BEGIN Recorded information
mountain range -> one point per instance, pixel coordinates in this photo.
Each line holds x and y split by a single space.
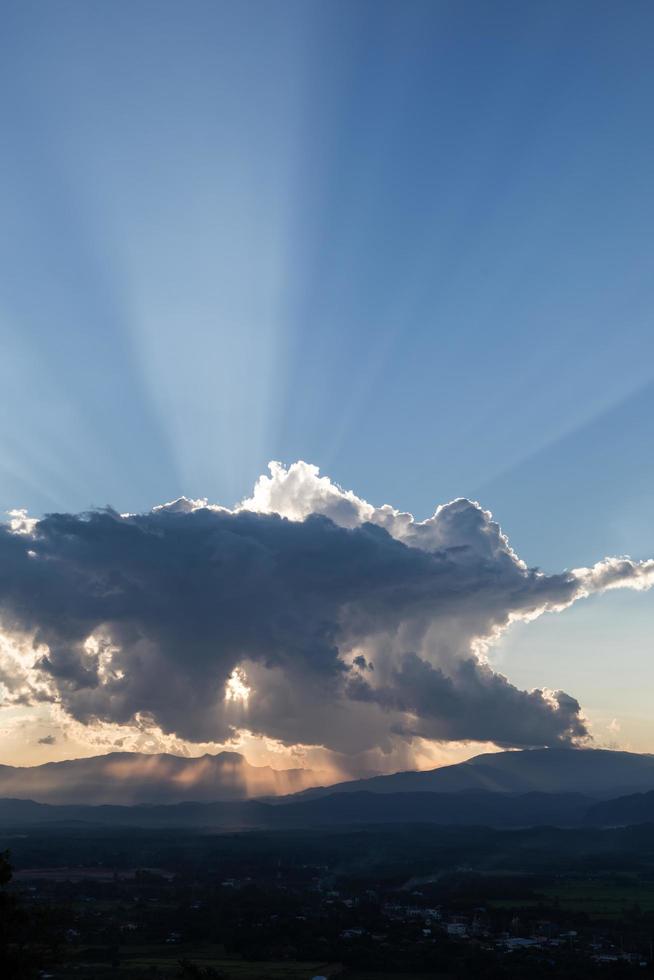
128 778
559 787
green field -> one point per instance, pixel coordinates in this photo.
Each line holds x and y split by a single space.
162 961
609 898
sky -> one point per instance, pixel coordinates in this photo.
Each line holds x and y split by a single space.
407 243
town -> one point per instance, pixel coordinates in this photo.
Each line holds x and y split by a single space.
283 905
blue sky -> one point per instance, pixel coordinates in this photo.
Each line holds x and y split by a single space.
408 242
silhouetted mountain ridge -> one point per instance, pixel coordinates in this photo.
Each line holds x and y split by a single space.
131 777
600 773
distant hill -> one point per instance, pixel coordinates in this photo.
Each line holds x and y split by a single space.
462 809
131 777
600 773
623 812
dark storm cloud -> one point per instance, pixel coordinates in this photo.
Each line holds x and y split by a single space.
149 615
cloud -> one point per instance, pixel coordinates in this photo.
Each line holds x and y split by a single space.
346 625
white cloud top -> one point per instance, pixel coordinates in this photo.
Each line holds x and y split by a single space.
348 625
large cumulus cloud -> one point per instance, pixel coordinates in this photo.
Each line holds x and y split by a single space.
349 624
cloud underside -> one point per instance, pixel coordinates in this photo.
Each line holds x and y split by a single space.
345 625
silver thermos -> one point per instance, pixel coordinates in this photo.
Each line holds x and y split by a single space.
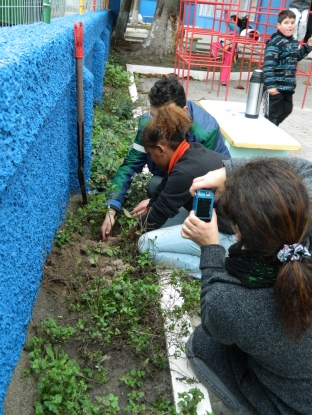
END Recorded information
Exercise description:
Please count the lines in the data above that contain the string "mountain", and reply with that number alone.

Answer to the exercise:
2